#### [EXERCISE DIRECTIONS]
Exclude all pictures, then copy each of the records exactly as written.
-- Begin AVAILABLE DATA --
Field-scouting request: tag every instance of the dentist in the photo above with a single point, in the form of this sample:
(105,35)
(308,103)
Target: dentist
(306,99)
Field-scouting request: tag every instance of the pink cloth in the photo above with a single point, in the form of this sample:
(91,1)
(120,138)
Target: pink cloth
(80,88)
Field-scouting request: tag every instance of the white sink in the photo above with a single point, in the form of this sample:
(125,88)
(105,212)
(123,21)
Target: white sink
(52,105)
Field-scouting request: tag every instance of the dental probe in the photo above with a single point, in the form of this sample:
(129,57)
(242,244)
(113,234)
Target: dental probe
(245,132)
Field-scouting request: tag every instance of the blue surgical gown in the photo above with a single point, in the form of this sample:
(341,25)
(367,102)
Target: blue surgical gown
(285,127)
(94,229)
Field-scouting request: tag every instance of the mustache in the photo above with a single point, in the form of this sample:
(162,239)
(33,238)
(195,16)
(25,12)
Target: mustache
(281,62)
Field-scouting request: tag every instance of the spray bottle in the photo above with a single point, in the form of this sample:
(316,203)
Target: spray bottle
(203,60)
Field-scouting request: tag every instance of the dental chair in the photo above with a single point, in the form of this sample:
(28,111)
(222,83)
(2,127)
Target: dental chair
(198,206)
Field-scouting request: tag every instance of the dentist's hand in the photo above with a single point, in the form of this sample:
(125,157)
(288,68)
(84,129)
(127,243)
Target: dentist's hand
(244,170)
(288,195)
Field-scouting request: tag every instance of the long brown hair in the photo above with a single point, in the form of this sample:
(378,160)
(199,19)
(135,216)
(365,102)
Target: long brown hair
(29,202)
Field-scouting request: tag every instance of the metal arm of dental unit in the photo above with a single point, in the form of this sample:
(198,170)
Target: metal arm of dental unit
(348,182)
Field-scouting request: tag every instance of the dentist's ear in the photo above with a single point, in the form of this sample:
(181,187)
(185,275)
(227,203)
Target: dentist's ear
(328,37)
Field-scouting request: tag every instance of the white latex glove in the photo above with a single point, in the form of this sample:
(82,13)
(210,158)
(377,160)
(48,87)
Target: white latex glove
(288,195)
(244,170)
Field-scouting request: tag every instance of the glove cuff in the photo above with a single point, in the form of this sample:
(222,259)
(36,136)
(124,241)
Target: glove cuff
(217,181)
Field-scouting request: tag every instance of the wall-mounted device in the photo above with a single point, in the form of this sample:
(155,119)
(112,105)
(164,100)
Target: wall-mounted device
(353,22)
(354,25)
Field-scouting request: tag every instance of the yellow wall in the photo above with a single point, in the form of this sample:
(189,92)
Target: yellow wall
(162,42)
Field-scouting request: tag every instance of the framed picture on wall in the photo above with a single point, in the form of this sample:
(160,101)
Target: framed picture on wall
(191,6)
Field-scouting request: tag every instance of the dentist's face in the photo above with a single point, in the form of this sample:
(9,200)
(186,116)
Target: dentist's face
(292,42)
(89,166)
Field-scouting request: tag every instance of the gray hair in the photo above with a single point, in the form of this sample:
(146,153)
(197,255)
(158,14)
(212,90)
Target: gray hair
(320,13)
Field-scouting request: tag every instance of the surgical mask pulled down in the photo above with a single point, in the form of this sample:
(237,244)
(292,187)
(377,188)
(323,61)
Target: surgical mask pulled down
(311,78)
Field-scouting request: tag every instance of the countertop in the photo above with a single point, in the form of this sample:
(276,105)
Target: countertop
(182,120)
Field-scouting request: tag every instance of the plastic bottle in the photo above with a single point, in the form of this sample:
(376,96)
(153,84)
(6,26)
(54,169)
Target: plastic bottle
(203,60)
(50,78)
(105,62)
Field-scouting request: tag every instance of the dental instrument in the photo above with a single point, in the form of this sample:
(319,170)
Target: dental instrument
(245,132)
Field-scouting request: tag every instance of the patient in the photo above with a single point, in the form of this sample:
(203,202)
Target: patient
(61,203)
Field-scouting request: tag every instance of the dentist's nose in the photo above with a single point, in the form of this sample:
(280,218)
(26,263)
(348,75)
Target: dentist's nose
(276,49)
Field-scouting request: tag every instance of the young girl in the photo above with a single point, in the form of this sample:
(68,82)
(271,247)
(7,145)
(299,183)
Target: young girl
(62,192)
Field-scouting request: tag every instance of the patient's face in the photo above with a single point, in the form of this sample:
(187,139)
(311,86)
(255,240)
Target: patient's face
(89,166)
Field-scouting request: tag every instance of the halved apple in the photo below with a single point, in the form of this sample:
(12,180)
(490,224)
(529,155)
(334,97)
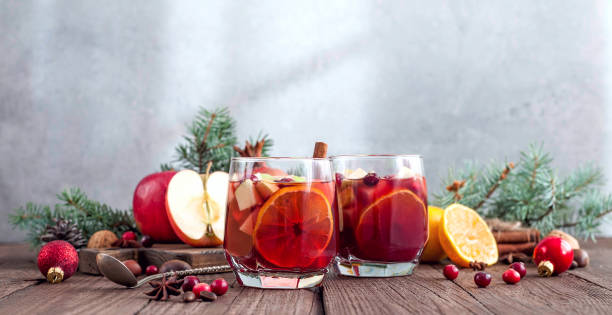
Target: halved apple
(196,211)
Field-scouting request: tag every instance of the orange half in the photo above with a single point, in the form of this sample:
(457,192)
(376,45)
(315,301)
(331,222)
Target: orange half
(293,227)
(465,237)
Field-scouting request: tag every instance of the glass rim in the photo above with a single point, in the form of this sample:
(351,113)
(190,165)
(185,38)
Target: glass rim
(275,158)
(374,156)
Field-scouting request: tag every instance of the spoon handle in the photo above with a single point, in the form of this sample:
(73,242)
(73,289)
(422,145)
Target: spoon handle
(182,273)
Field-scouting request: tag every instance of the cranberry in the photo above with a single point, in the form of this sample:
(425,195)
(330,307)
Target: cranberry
(146,241)
(339,178)
(371,179)
(451,272)
(219,286)
(482,279)
(151,270)
(200,287)
(189,283)
(129,236)
(520,268)
(511,276)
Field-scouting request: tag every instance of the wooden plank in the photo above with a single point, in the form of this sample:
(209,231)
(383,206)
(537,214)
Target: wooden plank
(81,294)
(241,300)
(17,269)
(599,270)
(560,294)
(426,291)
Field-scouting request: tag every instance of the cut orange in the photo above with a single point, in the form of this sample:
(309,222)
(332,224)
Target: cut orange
(393,228)
(465,237)
(433,251)
(293,227)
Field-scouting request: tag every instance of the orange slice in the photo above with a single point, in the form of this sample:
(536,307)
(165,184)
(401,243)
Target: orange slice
(465,237)
(393,228)
(293,227)
(433,251)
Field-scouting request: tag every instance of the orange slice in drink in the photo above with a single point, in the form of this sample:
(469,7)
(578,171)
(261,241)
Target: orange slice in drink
(465,237)
(393,228)
(293,227)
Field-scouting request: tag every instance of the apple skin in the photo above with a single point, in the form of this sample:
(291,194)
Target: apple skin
(268,170)
(149,206)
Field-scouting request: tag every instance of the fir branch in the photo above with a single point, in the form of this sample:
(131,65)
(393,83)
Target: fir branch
(210,139)
(88,215)
(494,187)
(533,194)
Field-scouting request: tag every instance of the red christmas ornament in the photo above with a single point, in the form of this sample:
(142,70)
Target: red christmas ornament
(58,260)
(553,255)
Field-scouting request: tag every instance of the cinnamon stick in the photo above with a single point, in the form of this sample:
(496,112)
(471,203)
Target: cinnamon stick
(320,150)
(526,248)
(517,236)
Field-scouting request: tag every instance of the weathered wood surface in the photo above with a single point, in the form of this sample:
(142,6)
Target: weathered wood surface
(584,291)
-- End AVAILABLE DATA --
#### [RESULT BELOW]
Field-scouting request: tag every instance of the dentist in the photo above with a single point, in the form of this sample:
(105,35)
(308,103)
Target: dentist
(306,99)
Field-scouting request: tag every instance of the pink cloth in the photo above with a single point, in the form of this sample:
(91,1)
(120,138)
Target: pink cloth
(80,88)
Field-scouting request: tag every instance of the white sink in the photo above with a single point, in the form of this sample:
(125,88)
(105,212)
(123,21)
Target: white sink
(52,105)
Field-scouting request: tag every instance of the dental probe in the photo above with a single point, in the form of this sample:
(129,57)
(242,244)
(113,234)
Target: dental probe
(245,132)
Field-scouting request: tag every instance of the blue surgical gown in the photo above with a single point, in the form of this sample:
(341,25)
(367,102)
Target: blue surgical gown
(285,127)
(94,229)
Field-scouting request: tag every instance of the mustache in the photo above with a single point, in the form of this sample:
(162,239)
(33,238)
(195,16)
(25,12)
Target: mustache
(281,62)
Field-scouting request: tag every instance of the spray bottle in the photo above with a single point, in the form of this sample:
(316,203)
Target: spray bottle
(203,60)
Field-scouting request: tag every instance of the dental chair in the photo above with a single point, in the form of this sample:
(28,111)
(222,83)
(2,127)
Target: dental chair
(198,206)
Field-scouting request: tag every instance of the dentist's hand in the photo above with a single point, in the form of this sample:
(125,157)
(288,68)
(84,129)
(127,243)
Target: dentist's hand
(244,170)
(288,195)
Field-scouting request: tag every instance of the long brown hair in the photo above with a single point, in the form of this sample:
(378,160)
(199,19)
(135,216)
(365,102)
Target: long brown hair
(29,202)
Field-scouting request: tag every instance of the metal arm of dental unit in the photo above with a single point, in the form of this sample:
(198,170)
Target: metal arm of dental unit
(348,182)
Field-scouting request: tag every instance of the dentist's ear in the photo above with a single point, in the form of this sample:
(181,187)
(185,275)
(227,203)
Target: dentist's ear
(328,37)
Field-scouting request: tag every instance of the white latex glove in the photo above with a single point, in the form of this sample:
(82,13)
(210,158)
(377,160)
(48,87)
Target: white latex glove
(288,195)
(244,170)
Field-scouting request: tag every instance of the glove cuff in the photo above with a single point, in the form of this sample:
(222,259)
(36,136)
(124,241)
Target: glove cuff
(217,181)
Field-scouting request: tag every instance of the wall-mounted device in the photo above with a single point, in the form of this sample:
(155,119)
(112,105)
(164,100)
Target: wall-mounted device
(353,22)
(354,25)
Field-scouting request: tag every instance of the yellow wall in the photo above with a single point, in the form of this sample:
(189,92)
Target: yellow wall
(162,42)
Field-scouting request: tag every instance of the framed picture on wall in the photo above with a single point, in the form of this sample:
(160,101)
Target: framed picture on wall
(191,6)
Field-scouting request: tag every instance of the dentist's face in the photo above with a single point, in the form of this sample:
(9,200)
(186,116)
Target: dentist's face
(292,42)
(89,166)
Field-scouting request: tag every instance of the gray hair in the photo above with a single point, in the form of this sample:
(146,153)
(197,255)
(158,14)
(212,90)
Target: gray hair
(320,13)
Field-scouting request: tag every instance of the surgical mask pulled down in the photo above with a single point, in the form of this sample:
(237,244)
(292,187)
(377,188)
(323,61)
Target: surgical mask pulled down
(311,78)
Field-scouting request: tag every instance of the countertop in the photo above with a single point, in the form of this sample:
(276,105)
Target: countertop
(182,120)
Field-scouting request: tag every instance of the plastic bottle in the photo above with a single point, in the form of this sample:
(376,96)
(153,84)
(6,26)
(54,169)
Target: plastic bottle
(203,60)
(50,78)
(105,62)
Field-scouting request: tag every instance of the dental instrument in the photo above with a single point, in the form of this sample:
(319,170)
Target: dental instrument
(245,132)
Field-scouting request: tag every instance of the patient in the photo above with a single point, in the form of this sample:
(203,202)
Target: patient
(61,203)
Field-scouting request: tag every instance of the dentist's nose in the photo above with a single point, in the form of this sample:
(280,218)
(26,263)
(348,75)
Target: dentist's nose
(276,49)
Field-scouting request: tag every instance of the young girl in the photo above with a single point, in the form of this sample:
(68,82)
(271,247)
(7,145)
(299,183)
Target: young girl
(62,192)
Field-scouting request: tag every instance of the patient's face in the photo above with a single point, in the form of this sample:
(187,139)
(311,86)
(255,240)
Target: patient's face
(89,166)
Field-scouting request: tag every instance of the halved apple in the photo below with a single point, in the form of this sample:
(12,180)
(490,224)
(529,155)
(334,97)
Target: halved apple
(196,211)
Field-scouting request: tag every instance of the orange half in the photo above with a single point, in the form of this sample:
(457,192)
(376,45)
(315,301)
(331,222)
Target: orange half
(293,227)
(465,237)
Field-scouting request: tag every instance of the glass rim in the photo above with a single point, in the form of this sample:
(351,113)
(190,165)
(185,38)
Target: glass rim
(275,158)
(374,156)
Field-scouting request: tag every instance of the spoon handle in the photo above with a single point, in the form of this sample:
(73,242)
(73,289)
(422,145)
Target: spoon handle
(182,273)
Field-scouting request: tag every instance of the cranberry in the photo above with a single point, in the form of this sample:
(425,195)
(330,307)
Target: cranberry
(146,241)
(339,178)
(371,179)
(451,272)
(219,286)
(482,279)
(151,270)
(200,287)
(189,283)
(129,236)
(520,268)
(511,276)
Field-scouting request: tag every instance of the wooden plank in the photo above with a single point, in the form of this sample:
(209,231)
(383,206)
(537,214)
Target: wooden plank
(81,294)
(241,300)
(17,269)
(599,270)
(560,294)
(426,291)
Field-scouting request: tag every instance of the cut orange in the photo above with a single point, in the form of this sample:
(309,222)
(332,224)
Target: cut orange
(393,228)
(465,237)
(433,251)
(293,227)
Field-scouting request: tag every instance of the orange slice in the photo above with a single point, in the form of this sample:
(536,307)
(165,184)
(401,243)
Target: orange slice
(465,237)
(393,228)
(293,227)
(433,251)
Field-scouting request: tag every instance of the orange slice in drink in the photo above with a single point, in the form of this sample:
(469,7)
(578,171)
(261,241)
Target: orange slice in drink
(465,237)
(393,228)
(293,227)
Field-scouting request: tag every instance of the apple skin in the photo above with a single point, in the form of this sample:
(291,194)
Target: apple skin
(268,170)
(149,206)
Field-scouting request: tag every instance of the fir branch in the photo above with a single point, in the form of this sample:
(131,65)
(393,83)
Target: fir branch
(210,139)
(88,215)
(494,187)
(533,194)
Field-scouting request: tag every instance of the red christmas ornament in the photo above with a single point, in the form of this sample:
(142,70)
Target: red christmas ornament
(58,260)
(553,255)
Field-scouting request: tag every instance of the cinnamon stick in the photo above with a single point, in the form of this sample:
(496,112)
(471,203)
Target: cinnamon stick
(320,150)
(526,248)
(517,236)
Field-scouting request: tag every instance of the weathered wood surface in the photo above with a single point, in the form of this sample:
(142,6)
Target: weathered wood surface
(584,291)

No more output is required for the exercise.